To-do list:
a: In the thread, rewrite the stretch starting with "Here is a short" and going on through "percentage smaller etc.", changing every "pattern" to "motif".
b: Extract each line of the entries that contains the string "facade".

Passage given:
# How do you place a rhinestone pattern in illustrator?



## ls1fasho (Aug 20, 2007)

How is it possible to place a rhinestone pattern in fonts in illustrator or photoshop?


----------



## John S (Sep 9, 2006)

Here is a short answer.

I think you are wanting to create text that is outlined in small circles that look like a rhinestone design.

Type the text you want to use, then convert text to path.

Create a small circle and drag it into your brushes pallet, it will ask if you want to create a new pattern, then you can use the options pallet to tweek the affect you want. Make the pattern percentage smaller etc. 
Illustrator Help will give you the details.

The forums have a few threads that show how it is done in coreldraw if you want some ideas.


----------



## ls1fasho (Aug 20, 2007)

Thanks for the info. But I wanted the whole text filled with that pattern. That would help if you could be more detailed with actually how to do that. I don't know how to turn text into path.


----------



## John S (Sep 9, 2006)

Create the Text. 
With the text box selected, go to Type>Create Outlines.

Open your swatch pallet by going to Window>Swatches

Grab your circle tool (it is in your tool pallet, it might be hiding behind the rectangle tool)

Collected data
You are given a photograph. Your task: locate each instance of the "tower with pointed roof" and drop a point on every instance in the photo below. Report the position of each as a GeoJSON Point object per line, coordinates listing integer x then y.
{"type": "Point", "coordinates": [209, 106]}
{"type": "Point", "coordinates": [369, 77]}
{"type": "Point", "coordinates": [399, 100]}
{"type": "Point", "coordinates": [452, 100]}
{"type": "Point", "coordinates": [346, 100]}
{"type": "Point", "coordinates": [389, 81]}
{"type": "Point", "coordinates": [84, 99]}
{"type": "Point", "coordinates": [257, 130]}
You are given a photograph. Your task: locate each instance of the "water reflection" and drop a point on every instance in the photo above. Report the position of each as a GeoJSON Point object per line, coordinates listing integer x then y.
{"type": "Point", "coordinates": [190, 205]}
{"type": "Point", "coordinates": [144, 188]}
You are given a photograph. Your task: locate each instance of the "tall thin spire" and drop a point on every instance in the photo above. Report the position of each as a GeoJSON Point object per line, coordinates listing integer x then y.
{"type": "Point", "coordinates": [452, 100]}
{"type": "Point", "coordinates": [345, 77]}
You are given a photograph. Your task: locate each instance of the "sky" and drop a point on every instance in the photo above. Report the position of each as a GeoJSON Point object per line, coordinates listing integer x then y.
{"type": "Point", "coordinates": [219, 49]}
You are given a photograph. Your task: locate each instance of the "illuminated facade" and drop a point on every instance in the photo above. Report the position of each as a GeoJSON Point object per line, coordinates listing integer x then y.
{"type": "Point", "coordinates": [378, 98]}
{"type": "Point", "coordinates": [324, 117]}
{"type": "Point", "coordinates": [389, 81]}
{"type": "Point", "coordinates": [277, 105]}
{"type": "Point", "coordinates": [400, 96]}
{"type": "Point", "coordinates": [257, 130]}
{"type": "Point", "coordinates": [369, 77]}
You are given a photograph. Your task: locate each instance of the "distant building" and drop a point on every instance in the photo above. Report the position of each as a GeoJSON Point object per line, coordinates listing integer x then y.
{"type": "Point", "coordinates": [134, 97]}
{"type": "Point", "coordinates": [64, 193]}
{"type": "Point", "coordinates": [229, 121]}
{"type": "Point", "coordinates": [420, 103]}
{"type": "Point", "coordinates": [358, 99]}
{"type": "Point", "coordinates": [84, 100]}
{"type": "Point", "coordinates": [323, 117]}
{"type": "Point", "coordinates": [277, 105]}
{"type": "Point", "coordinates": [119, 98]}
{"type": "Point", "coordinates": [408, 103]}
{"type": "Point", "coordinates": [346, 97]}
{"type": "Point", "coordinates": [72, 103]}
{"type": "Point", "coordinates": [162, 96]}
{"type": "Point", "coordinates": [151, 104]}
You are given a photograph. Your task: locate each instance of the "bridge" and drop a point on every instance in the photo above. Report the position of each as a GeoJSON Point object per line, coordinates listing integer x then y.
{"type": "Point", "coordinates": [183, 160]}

Full answers:
a:
Here is a short answer.

I think you are wanting to create text that is outlined in small circles that look like a rhinestone design.

Type the text you want to use, then convert text to path.

Create a small circle and drag it into your brushes pallet, it will ask if you want to create a new motif, then you can use the options pallet to tweek the affect you want. Make the motif percentage smaller etc.

b:
You are given a photograph. Your task: locate each instance of the "illuminated facade" and drop a point on every instance in the photo above. Report the position of each as a GeoJSON Point object per line, coordinates listing integer x then y.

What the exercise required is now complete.